EXERCISE: Could you write out, exactly, every line from the top of the data through the line holding "target | dark placemat"? Omit the pictures.

RECORD SET START

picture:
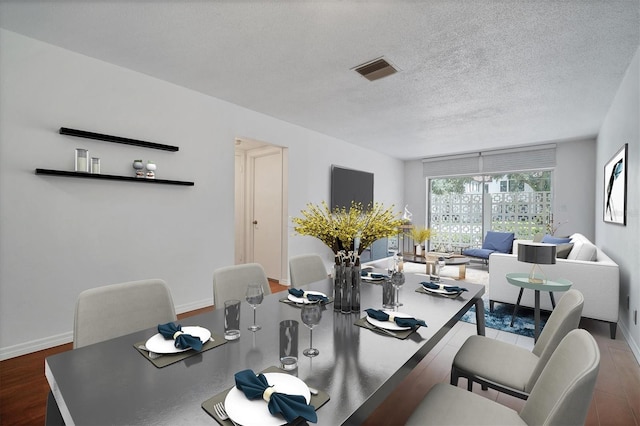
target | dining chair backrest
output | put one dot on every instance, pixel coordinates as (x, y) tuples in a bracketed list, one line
[(230, 282), (114, 310), (563, 393), (306, 268), (564, 318)]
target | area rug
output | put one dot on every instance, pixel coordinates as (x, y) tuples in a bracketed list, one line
[(500, 318)]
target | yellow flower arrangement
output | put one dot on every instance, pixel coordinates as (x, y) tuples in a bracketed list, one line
[(341, 228)]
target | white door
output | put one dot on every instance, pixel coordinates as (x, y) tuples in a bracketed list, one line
[(266, 213)]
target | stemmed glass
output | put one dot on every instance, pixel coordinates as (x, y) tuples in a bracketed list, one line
[(311, 314), (254, 295), (397, 279)]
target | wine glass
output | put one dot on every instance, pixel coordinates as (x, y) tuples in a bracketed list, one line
[(255, 295), (311, 314)]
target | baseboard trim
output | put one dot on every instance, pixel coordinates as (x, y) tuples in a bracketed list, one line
[(632, 343), (67, 337), (193, 306), (35, 345)]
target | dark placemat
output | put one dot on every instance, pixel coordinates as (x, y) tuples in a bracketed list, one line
[(299, 305), (316, 400), (398, 334), (168, 359), (423, 290)]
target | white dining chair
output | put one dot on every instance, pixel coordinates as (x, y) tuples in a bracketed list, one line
[(114, 310), (230, 282), (306, 268), (513, 369), (561, 396)]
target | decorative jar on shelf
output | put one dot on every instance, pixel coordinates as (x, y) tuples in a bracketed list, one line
[(138, 165), (151, 170)]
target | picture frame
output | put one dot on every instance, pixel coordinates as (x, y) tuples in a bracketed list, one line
[(615, 188)]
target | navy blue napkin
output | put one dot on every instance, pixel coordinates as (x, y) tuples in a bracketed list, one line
[(402, 322), (449, 288), (290, 406), (183, 341), (373, 275), (312, 297)]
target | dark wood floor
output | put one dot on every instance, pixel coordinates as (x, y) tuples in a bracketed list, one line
[(24, 388)]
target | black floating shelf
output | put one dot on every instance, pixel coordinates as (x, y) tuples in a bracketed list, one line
[(110, 177), (116, 139)]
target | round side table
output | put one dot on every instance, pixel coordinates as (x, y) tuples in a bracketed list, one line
[(522, 280)]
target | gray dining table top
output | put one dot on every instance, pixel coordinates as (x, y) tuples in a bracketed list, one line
[(112, 383)]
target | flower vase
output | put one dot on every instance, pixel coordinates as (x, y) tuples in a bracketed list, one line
[(338, 284), (345, 303), (355, 288)]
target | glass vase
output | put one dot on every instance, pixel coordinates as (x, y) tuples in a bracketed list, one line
[(355, 288), (338, 281)]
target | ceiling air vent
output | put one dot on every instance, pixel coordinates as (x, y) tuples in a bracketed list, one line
[(375, 69)]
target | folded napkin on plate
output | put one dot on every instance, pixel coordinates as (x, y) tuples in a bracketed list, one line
[(183, 341), (373, 275), (401, 321), (290, 406), (449, 288), (309, 296)]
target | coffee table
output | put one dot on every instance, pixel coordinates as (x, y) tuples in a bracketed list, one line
[(456, 259), (522, 280)]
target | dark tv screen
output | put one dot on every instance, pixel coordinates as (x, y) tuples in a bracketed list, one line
[(349, 185)]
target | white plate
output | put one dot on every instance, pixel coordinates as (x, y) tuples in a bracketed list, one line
[(388, 325), (255, 412), (368, 277), (303, 299), (440, 290), (158, 344)]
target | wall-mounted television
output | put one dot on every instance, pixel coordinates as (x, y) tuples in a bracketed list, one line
[(349, 185)]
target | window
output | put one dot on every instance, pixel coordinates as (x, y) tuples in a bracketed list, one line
[(462, 209)]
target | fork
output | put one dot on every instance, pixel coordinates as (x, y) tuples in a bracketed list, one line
[(152, 355), (384, 330), (222, 413)]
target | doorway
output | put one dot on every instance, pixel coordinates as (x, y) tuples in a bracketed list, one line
[(261, 206)]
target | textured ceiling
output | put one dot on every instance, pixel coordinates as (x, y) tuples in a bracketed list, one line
[(474, 75)]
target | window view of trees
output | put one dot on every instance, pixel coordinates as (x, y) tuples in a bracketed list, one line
[(462, 209)]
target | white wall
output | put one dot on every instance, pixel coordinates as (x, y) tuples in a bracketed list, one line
[(60, 236), (621, 242), (575, 162)]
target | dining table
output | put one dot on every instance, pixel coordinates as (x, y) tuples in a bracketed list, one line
[(111, 382)]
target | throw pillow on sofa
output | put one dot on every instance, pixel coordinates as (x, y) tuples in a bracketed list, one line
[(563, 250), (582, 249)]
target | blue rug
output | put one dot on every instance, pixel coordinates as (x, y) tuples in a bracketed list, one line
[(500, 318)]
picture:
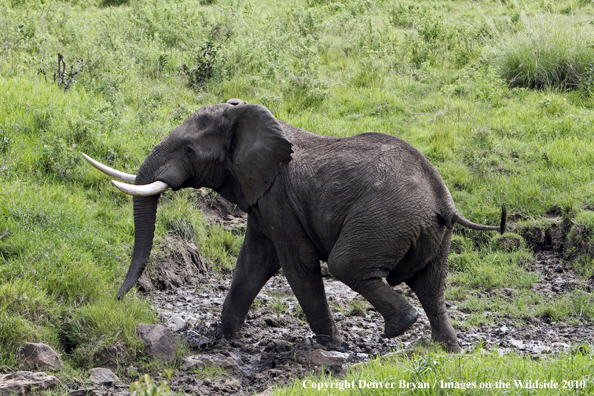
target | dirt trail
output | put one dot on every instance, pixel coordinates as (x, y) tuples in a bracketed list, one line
[(274, 345)]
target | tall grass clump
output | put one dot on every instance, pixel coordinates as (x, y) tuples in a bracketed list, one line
[(550, 52)]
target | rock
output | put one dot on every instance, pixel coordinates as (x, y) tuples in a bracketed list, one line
[(103, 376), (190, 363), (25, 382), (82, 392), (178, 324), (321, 357), (229, 364), (39, 355), (159, 341), (111, 355), (218, 358), (560, 345), (198, 341)]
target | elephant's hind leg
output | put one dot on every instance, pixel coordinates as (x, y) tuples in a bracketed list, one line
[(256, 263), (398, 314), (429, 286)]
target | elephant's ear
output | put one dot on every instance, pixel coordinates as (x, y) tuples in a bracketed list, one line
[(259, 149)]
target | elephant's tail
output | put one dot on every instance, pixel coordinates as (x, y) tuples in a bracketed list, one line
[(458, 218)]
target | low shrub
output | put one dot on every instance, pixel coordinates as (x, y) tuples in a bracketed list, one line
[(551, 52)]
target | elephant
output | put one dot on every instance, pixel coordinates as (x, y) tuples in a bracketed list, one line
[(371, 206)]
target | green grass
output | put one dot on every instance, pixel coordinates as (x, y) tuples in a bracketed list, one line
[(435, 73), (550, 51)]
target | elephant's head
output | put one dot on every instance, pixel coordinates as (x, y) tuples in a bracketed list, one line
[(234, 148)]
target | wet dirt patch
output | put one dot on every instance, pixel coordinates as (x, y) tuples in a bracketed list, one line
[(275, 345)]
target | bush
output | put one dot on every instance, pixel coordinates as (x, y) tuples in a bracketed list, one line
[(551, 52)]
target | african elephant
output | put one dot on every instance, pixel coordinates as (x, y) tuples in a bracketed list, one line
[(370, 205)]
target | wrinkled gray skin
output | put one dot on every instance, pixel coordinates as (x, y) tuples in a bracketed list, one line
[(371, 206)]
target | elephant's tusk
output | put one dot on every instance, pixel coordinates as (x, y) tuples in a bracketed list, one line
[(125, 177), (143, 190)]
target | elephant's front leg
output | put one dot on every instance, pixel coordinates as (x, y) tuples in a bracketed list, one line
[(256, 263), (301, 266)]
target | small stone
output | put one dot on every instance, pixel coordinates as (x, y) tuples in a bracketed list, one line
[(229, 364), (219, 358), (560, 345), (103, 376), (82, 392), (178, 324), (190, 363), (25, 382), (322, 357), (159, 341), (41, 356)]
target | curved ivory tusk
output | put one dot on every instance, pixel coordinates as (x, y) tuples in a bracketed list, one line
[(143, 190), (125, 177)]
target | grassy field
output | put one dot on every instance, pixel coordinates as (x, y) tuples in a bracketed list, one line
[(497, 94)]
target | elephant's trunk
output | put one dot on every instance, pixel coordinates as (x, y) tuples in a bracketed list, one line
[(145, 215)]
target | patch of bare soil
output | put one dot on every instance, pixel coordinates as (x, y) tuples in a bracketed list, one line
[(275, 345)]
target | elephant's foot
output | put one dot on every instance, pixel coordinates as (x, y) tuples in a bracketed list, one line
[(445, 335), (330, 343), (397, 326), (449, 344)]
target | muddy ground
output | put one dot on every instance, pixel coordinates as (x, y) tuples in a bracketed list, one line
[(275, 344)]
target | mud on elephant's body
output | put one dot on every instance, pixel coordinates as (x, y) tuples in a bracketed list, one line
[(371, 206)]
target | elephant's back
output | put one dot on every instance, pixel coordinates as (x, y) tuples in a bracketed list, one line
[(370, 181)]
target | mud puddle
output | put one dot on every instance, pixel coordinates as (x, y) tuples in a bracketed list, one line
[(275, 344)]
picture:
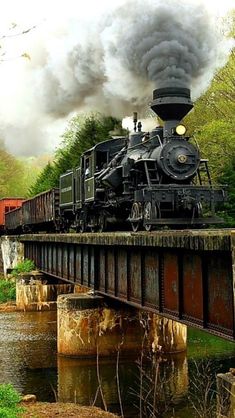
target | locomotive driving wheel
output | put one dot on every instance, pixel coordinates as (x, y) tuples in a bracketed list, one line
[(101, 222), (136, 217), (150, 213)]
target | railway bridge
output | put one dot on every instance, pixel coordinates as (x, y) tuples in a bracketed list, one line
[(187, 276)]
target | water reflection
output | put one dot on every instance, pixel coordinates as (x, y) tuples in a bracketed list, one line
[(29, 361), (28, 352)]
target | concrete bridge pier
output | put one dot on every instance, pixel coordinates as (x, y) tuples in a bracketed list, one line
[(226, 395), (87, 327)]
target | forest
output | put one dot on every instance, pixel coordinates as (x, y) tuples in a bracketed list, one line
[(210, 124)]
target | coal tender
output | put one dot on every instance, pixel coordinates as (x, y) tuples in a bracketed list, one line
[(149, 180)]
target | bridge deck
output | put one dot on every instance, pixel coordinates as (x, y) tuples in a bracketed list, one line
[(185, 275)]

RECORD SET END

WRITTEN ANSWER:
picture:
target | dining chair backrest
output | put one dot on every instance, pixel coordinates as (x, y) tuples in a bracketed list, one line
[(230, 282), (114, 310), (563, 393), (306, 268), (564, 318)]
target | area rug
output | put one dot on every instance, pixel coordinates as (x, y) tuples in a bracketed list, one line
[(500, 318)]
target | yellow flower arrangement
output | put one dot on every instance, pixel coordinates as (x, y) tuples in a bracketed list, one line
[(341, 228)]
target | white door
output | put one dot on every instance, pixel coordinates as (x, y) tuples in a bracketed list, one line
[(266, 213)]
target | stemmed glass
output | put one dot on every instance, pixel coordinates as (x, y) tuples in a bracketed list, one line
[(311, 314), (254, 295), (397, 279)]
target | wine glass
output | put one dot on every instance, pixel coordinates as (x, y) tuples in a bracketed list, one line
[(255, 295), (311, 314)]
target | baseboard trim
output | put one dot on every instance, pixel coordinates as (x, y) tuples in a bracketed list, one line
[(632, 343), (67, 337), (193, 306), (35, 345)]
target | dark placemat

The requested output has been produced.